MATERIALS PROVIDED
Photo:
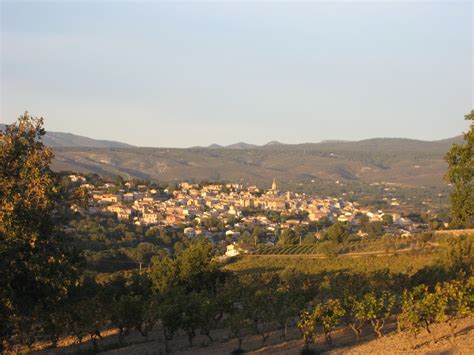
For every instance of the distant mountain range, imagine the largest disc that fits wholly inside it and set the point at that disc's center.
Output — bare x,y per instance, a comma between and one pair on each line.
405,162
60,139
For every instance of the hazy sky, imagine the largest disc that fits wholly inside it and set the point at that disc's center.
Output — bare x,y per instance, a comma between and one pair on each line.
194,73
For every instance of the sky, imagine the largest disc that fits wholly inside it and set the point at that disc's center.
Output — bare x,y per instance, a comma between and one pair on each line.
181,74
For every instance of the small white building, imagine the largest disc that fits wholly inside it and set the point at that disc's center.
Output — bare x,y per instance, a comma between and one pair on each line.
233,250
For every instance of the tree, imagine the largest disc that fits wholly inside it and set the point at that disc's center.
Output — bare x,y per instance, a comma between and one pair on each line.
328,315
460,159
420,309
387,219
37,264
338,232
288,237
374,229
457,299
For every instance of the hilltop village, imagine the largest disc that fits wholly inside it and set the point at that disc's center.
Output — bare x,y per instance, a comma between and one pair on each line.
227,211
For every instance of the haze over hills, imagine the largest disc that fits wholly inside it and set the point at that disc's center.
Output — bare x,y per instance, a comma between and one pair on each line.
61,139
401,161
397,161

EXERCISE DETAILS
Update the records by replacing each "disc" with "circle" and keep everything else unchanged. Return the updated records without the pictures.

WORKED ANSWER
Photo:
For every instance of the distant mountain range, imagine the largest circle that fits wholly inside it and set the point at that circle's center.
Output — bare x,y per instance, a comma between and one pair on each line.
405,162
60,139
For every instance of the hazy sky, imagine the largest circle that fits wholly inside it and set the point at that circle's center.
Output — bare x,y per instance, a comma between and one pair on each line.
194,73
For every instance of the sky, imagine the largest circle that fits wholly inside it and set the point at that circle's center.
Output — bare x,y per instance, a comma between and one pair on each line.
181,74
For every instance of the small white building, imagine the largest circle that fits wholly inside it and set the point at that circle's center.
Output — bare x,y per instance, a comma between and one pair on each line.
233,250
For every instance of the tree, imagine the largest circle that fits wholly inside it and set the point at that circle's center.
Output — bare x,y per instance, a comma between and one pair on each line.
328,315
460,159
420,309
387,219
37,264
338,232
288,237
374,229
457,299
For every instance of the hilltop village, imagine the largest circle that fits wholly inside it and set the point at that circle's center.
Output — bare x,y per instance, a comma between and one pair on each line.
227,211
For every instance of the haze over hills, imagine the largest circle that fits wholly inside it and set the point at that circle's center.
Output — bare x,y per instance, a comma between and one pair on each line.
61,139
401,161
397,161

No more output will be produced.